Every line of the data must be copied exactly.

## BEGIN Provided data

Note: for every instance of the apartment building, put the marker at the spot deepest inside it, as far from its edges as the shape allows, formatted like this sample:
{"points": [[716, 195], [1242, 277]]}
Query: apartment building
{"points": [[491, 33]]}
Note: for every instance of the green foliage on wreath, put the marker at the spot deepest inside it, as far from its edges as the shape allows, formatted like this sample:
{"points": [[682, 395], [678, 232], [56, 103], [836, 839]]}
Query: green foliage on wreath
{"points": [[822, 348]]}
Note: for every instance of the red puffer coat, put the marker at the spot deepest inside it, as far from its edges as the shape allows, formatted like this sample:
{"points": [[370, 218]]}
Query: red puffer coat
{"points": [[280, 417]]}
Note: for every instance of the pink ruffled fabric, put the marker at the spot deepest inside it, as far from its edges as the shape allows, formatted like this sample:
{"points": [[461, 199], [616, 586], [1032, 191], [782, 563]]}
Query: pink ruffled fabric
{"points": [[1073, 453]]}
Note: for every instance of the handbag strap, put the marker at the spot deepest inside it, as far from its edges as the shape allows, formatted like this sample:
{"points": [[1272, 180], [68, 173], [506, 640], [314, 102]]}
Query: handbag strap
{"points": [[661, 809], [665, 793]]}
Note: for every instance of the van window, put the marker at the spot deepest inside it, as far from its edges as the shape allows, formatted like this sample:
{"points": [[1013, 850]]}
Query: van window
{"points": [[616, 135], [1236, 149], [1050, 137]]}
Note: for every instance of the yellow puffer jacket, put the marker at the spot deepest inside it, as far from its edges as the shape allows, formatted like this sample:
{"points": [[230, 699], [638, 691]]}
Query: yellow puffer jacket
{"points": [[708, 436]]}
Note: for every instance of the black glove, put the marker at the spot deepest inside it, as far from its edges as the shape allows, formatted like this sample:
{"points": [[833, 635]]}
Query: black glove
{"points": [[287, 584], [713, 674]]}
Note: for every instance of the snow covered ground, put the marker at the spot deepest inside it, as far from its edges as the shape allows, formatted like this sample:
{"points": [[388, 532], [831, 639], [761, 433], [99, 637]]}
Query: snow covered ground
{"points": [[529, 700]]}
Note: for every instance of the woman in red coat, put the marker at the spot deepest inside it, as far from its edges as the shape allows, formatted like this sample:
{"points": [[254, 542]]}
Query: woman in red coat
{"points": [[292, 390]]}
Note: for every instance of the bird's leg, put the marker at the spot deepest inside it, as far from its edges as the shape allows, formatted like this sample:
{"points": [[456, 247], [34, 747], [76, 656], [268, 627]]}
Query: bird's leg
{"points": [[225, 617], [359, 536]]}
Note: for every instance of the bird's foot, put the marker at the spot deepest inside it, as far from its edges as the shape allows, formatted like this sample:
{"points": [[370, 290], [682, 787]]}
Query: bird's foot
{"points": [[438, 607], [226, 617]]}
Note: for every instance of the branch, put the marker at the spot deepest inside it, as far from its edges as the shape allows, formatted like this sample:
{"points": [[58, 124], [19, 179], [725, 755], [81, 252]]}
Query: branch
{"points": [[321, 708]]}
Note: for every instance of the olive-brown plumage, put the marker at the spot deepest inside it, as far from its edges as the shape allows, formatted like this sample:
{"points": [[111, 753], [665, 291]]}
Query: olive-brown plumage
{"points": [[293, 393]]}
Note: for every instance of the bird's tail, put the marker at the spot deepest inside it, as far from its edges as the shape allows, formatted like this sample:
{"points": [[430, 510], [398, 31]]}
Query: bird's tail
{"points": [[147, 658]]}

## END Provided data

_Response to this exercise_.
Note: for every instance of the apartment building, put the marker at the spot deepest inside it, as far from its edges as the shape allows, formatted like this sample:
{"points": [[716, 195], [1242, 277]]}
Query: apartment building
{"points": [[491, 33]]}
Note: for every instance of the green foliage on wreath, put the marker at the spot deepest inside it, as far from its edges as the shape allows, formatted like this sample:
{"points": [[682, 395], [678, 232], [56, 103], [836, 839]]}
Query: green foliage on wreath
{"points": [[822, 348]]}
Note: for every instance of the red puffer coat, put the marker at the spot deepest inside it, as far from its edges as the shape allows, formatted like this sample:
{"points": [[370, 218]]}
Query: red puffer coat
{"points": [[280, 417]]}
Note: for every instance of the pink ruffled fabric, put the marker at the spot deepest inside it, as far from its edges as the shape allows, formatted like this sample:
{"points": [[461, 199], [616, 586], [1032, 191], [782, 563]]}
Query: pink ruffled fabric
{"points": [[1073, 453]]}
Note: for every instance of the handbag strap, put the marker at the spot deepest inside it, as far from its edges as the shape allows, formatted like this sample:
{"points": [[1272, 180], [68, 173], [506, 640], [314, 102]]}
Query: handbag strap
{"points": [[661, 809], [665, 793]]}
Note: for every instance of the van window, put the marker at the spot deepest inside it, as far from its edges as the shape allows, formatted like this sample:
{"points": [[1013, 850]]}
Query: van window
{"points": [[616, 135], [1236, 149], [1050, 137]]}
Note: for every instance of the yellow puffer jacket, put the marker at the spot deepest inside it, as far from its edges as the shape allows, formatted like this sample:
{"points": [[230, 699], [638, 691]]}
Query: yellow puffer jacket
{"points": [[708, 436]]}
Note: for every instance of the black glove, put the marker at the spot deepest inside it, as far from its edges as the shape allows, formatted like this sample:
{"points": [[833, 635]]}
Query: black glove
{"points": [[287, 584], [713, 674]]}
Note: for every instance of the snow covered ground, put the marker at the spot deepest inside it, as far from its edges as the shape allows, formatted like this sample:
{"points": [[388, 532], [831, 639], [761, 433], [99, 637]]}
Query: snow covered ground
{"points": [[529, 700]]}
Note: for every instance of the woman in red coat, put the marker at the spot deepest inside it, as far from its edges as the shape allows, formatted like this sample:
{"points": [[254, 542]]}
Query: woman in red coat
{"points": [[292, 390]]}
Note: for every instance of the bird's leg, put the marker at the spot deepest inside it, as far from its edges as the shape allows, formatted like this sample:
{"points": [[456, 247], [34, 747], [76, 656], [268, 627]]}
Query: bird's leg
{"points": [[225, 617], [359, 536]]}
Note: for every instance of the bird's foot, put the marker at the spot deepest inside it, as far from its edges as the shape allows, formatted like this sample:
{"points": [[370, 290], [682, 787]]}
Query: bird's foot
{"points": [[438, 607], [226, 617]]}
Note: for every instance of the branch, put the marker at the spot deepest inside it, as far from its edges as the shape allows, formatted like this sample:
{"points": [[58, 124], [19, 179], [725, 755], [81, 252]]}
Query: branch
{"points": [[321, 708]]}
Note: for every instance of the olive-brown plumage, put the marker at the spot deepest inside it, as far from its edges as the shape allows, formatted like this sample:
{"points": [[111, 753], [665, 291]]}
Query: olive-brown plumage
{"points": [[293, 393]]}
Note: for every instance of the bird's tail, put the marker at the spot deepest inside it, as far from its edges as the shape allows, formatted like this sample:
{"points": [[430, 510], [398, 31]]}
Query: bird's tail
{"points": [[147, 658]]}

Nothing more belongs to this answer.